» WHAT THE TASK REQUIRES
Where a line in the material below has the string "rough", please report it.

» SUPPLIED MATERIAL
---------------

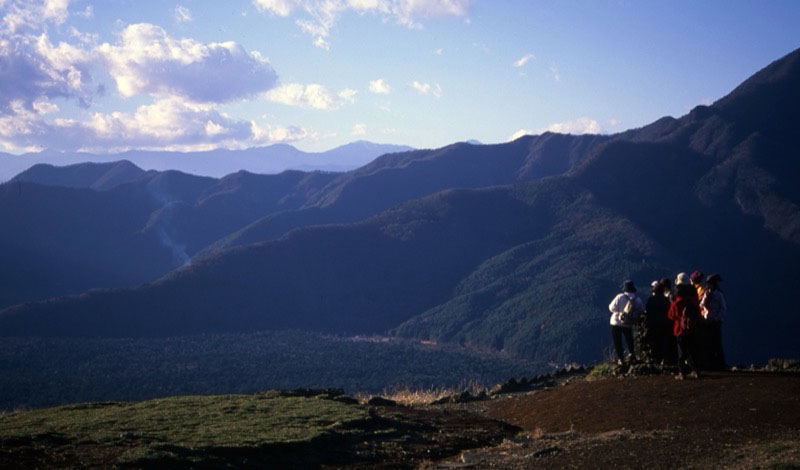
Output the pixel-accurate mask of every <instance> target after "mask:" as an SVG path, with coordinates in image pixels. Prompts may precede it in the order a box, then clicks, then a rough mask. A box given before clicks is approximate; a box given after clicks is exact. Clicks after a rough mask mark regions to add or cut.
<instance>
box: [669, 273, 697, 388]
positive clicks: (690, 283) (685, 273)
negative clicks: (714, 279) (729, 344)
mask: <svg viewBox="0 0 800 470" xmlns="http://www.w3.org/2000/svg"><path fill="white" fill-rule="evenodd" d="M667 317H668V318H669V319H670V320H672V322H673V326H672V333H673V334H674V335H675V339H676V341H677V343H678V374H677V375H676V376H675V378H676V379H681V380H682V379H684V378H686V376H687V372H689V371H690V369H691V372H689V376H690V377H693V378H697V377H699V374H700V368H699V365H698V363H697V341H696V330H697V328H698V327H699V325H700V321H701V319H702V317H701V316H700V302H699V300H698V299H697V290H696V289H695V288H694V287H692V284H691V281H690V280H689V276H688V275H687V274H686V273H680V274H678V277H677V278H676V279H675V299H674V300H673V301H672V303H671V304H670V306H669V311H668V312H667Z"/></svg>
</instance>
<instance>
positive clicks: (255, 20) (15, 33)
mask: <svg viewBox="0 0 800 470" xmlns="http://www.w3.org/2000/svg"><path fill="white" fill-rule="evenodd" d="M0 17H1V18H2V21H0V150H4V151H6V152H12V153H20V152H24V151H35V150H41V149H44V148H53V149H57V150H68V151H74V150H86V151H94V152H117V151H123V150H128V149H132V148H145V149H170V150H208V149H213V148H219V147H224V148H245V147H252V146H261V145H269V144H272V143H279V142H282V143H290V144H292V145H295V146H296V147H298V148H301V149H303V150H326V149H329V148H332V147H335V146H338V145H341V144H344V143H347V142H350V141H353V140H360V139H365V140H371V141H375V142H382V143H397V144H406V145H411V146H414V147H420V148H422V147H439V146H443V145H446V144H449V143H452V142H455V141H460V140H467V139H477V140H480V141H482V142H485V143H492V142H504V141H507V140H509V139H511V138H513V137H515V136H518V135H521V134H523V133H540V132H543V131H545V130H552V131H559V132H571V133H586V132H591V133H614V132H619V131H622V130H625V129H629V128H633V127H639V126H642V125H645V124H647V123H649V122H652V121H654V120H656V119H658V118H659V117H662V116H665V115H672V116H680V115H682V114H684V113H686V112H688V111H689V110H690V109H691V108H692V107H694V106H696V105H698V104H710V103H711V102H713V101H714V100H716V99H718V98H720V97H722V96H724V95H725V94H726V93H728V92H729V91H730V90H732V89H733V88H734V87H735V86H736V85H738V84H739V83H740V82H741V81H743V80H744V79H746V78H747V77H748V76H750V75H752V74H753V73H755V72H756V71H758V70H759V69H760V68H762V67H764V66H766V65H767V64H769V63H770V62H771V61H773V60H775V59H778V58H780V57H781V56H783V55H785V54H787V53H789V52H791V51H792V50H794V49H795V48H797V47H800V35H798V34H797V31H800V2H797V1H769V2H753V1H730V0H729V1H704V2H696V1H670V2H654V1H624V0H616V1H558V2H553V1H546V2H545V1H541V2H540V1H533V0H520V1H512V0H492V1H488V0H322V1H310V0H238V1H237V0H230V1H226V2H219V1H211V0H206V1H201V0H182V1H163V0H161V1H146V0H103V1H90V0H40V1H31V0H19V1H18V0H0Z"/></svg>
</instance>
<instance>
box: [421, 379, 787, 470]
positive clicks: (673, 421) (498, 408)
mask: <svg viewBox="0 0 800 470" xmlns="http://www.w3.org/2000/svg"><path fill="white" fill-rule="evenodd" d="M462 408H463V409H465V410H466V409H469V410H471V411H474V412H477V413H479V414H481V415H484V416H487V417H491V418H495V419H499V420H502V421H505V422H507V423H509V424H514V425H517V426H519V427H521V428H523V429H525V430H526V431H527V435H521V436H518V437H516V438H512V439H507V440H505V441H504V442H503V443H502V444H501V445H500V446H496V447H494V448H484V449H480V450H473V451H467V452H463V453H462V454H461V455H460V456H458V457H456V458H451V459H448V460H446V461H441V462H437V463H436V464H435V465H432V466H431V468H489V467H494V468H664V469H667V468H720V467H725V468H756V467H761V468H770V467H772V466H774V468H800V376H798V375H780V374H759V373H712V374H709V375H706V376H705V377H703V378H701V379H700V380H687V381H676V380H674V379H673V378H672V377H671V376H666V375H665V376H651V377H639V378H626V379H616V378H609V379H602V380H596V381H592V382H589V381H586V380H575V381H572V382H571V383H569V384H567V385H564V386H560V387H556V388H553V389H548V390H541V391H536V392H529V393H524V394H512V395H507V396H504V397H500V398H497V399H494V400H490V401H485V402H479V403H473V404H469V405H462Z"/></svg>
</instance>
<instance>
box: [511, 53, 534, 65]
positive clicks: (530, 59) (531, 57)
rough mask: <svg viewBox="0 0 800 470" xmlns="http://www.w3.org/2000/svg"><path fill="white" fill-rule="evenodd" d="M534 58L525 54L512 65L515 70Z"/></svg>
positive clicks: (524, 64)
mask: <svg viewBox="0 0 800 470" xmlns="http://www.w3.org/2000/svg"><path fill="white" fill-rule="evenodd" d="M535 58H536V57H535V56H534V55H533V54H525V55H524V56H522V57H520V58H519V59H517V60H515V61H514V63H513V64H512V65H513V66H514V67H516V68H520V67H522V66H524V65H525V64H527V63H528V62H529V61H530V60H531V59H535Z"/></svg>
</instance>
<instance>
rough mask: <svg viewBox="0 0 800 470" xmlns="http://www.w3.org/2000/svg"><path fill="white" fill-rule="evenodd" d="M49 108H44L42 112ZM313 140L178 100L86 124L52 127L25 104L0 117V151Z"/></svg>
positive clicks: (20, 103) (111, 112)
mask: <svg viewBox="0 0 800 470" xmlns="http://www.w3.org/2000/svg"><path fill="white" fill-rule="evenodd" d="M47 108H48V105H47V104H44V103H43V104H42V109H43V110H44V111H48V109H47ZM312 136H313V133H312V132H310V131H308V130H305V129H303V128H300V127H296V126H289V127H280V126H278V127H273V126H260V125H258V124H256V123H255V122H252V121H246V120H240V119H235V118H231V117H230V116H228V115H226V114H224V113H221V112H219V111H218V110H216V109H214V108H213V106H211V105H208V104H197V103H192V102H189V101H184V100H182V99H180V98H177V97H172V98H166V99H161V100H158V101H156V102H154V103H152V104H148V105H144V106H140V107H138V108H137V109H136V110H135V111H134V112H132V113H123V112H111V113H99V112H98V113H92V114H91V116H90V117H89V118H88V119H87V120H86V121H83V122H79V121H76V120H73V119H55V120H54V121H53V123H52V124H50V123H47V122H46V121H44V120H43V119H42V118H41V116H40V115H39V114H37V113H36V112H34V111H31V110H29V109H27V108H26V107H25V106H22V104H21V103H20V102H14V103H12V106H11V112H10V113H7V114H6V115H0V145H2V146H4V147H6V148H16V149H42V148H51V149H59V150H84V151H103V152H106V151H110V152H114V151H124V150H129V149H133V148H138V149H152V150H180V151H189V150H207V149H212V148H218V147H224V148H244V147H252V146H257V145H265V144H269V143H276V142H289V141H294V140H299V139H305V138H310V137H312Z"/></svg>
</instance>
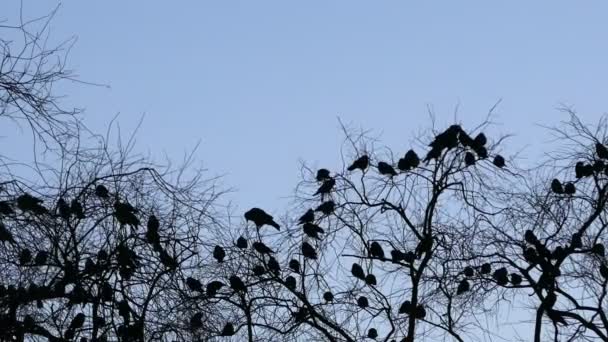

---------------

» ANSWER TO THIS EXERCISE
Output the pixel-accurate mask of every <instance> target after "mask:" as an SVG path, with coordinates in image pixels. Prompts may precede it in the order a box, then clicks, then a rough mask. A box given before clicks is approximate; a box given after clicks is exact. Clicks after a rough mask mark regions to add or cut.
rough mask: <svg viewBox="0 0 800 470" xmlns="http://www.w3.org/2000/svg"><path fill="white" fill-rule="evenodd" d="M534 58L525 54L512 65L515 70Z"/></svg>
rough mask: <svg viewBox="0 0 800 470" xmlns="http://www.w3.org/2000/svg"><path fill="white" fill-rule="evenodd" d="M49 108H44L42 112ZM313 140L178 100L86 124L52 127L25 104L0 117V151Z"/></svg>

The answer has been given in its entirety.